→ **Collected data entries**
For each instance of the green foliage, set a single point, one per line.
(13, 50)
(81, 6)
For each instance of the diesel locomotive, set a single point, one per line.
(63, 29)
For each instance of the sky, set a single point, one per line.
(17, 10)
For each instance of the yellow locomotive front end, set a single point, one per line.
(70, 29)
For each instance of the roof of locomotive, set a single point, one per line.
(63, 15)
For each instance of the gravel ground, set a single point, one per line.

→ **INSTRUCTIONS TO FOLLOW**
Write out the lines again from the one containing "For each instance of the roof" through the end of the material, switching every "set" to "place" and changing nothing else.

→ **OUTPUT OF THE EXERCISE**
For each instance of the roof of locomotive, place a single point, one per line.
(63, 15)
For each instance of the gravel ground, place a single point, one per line.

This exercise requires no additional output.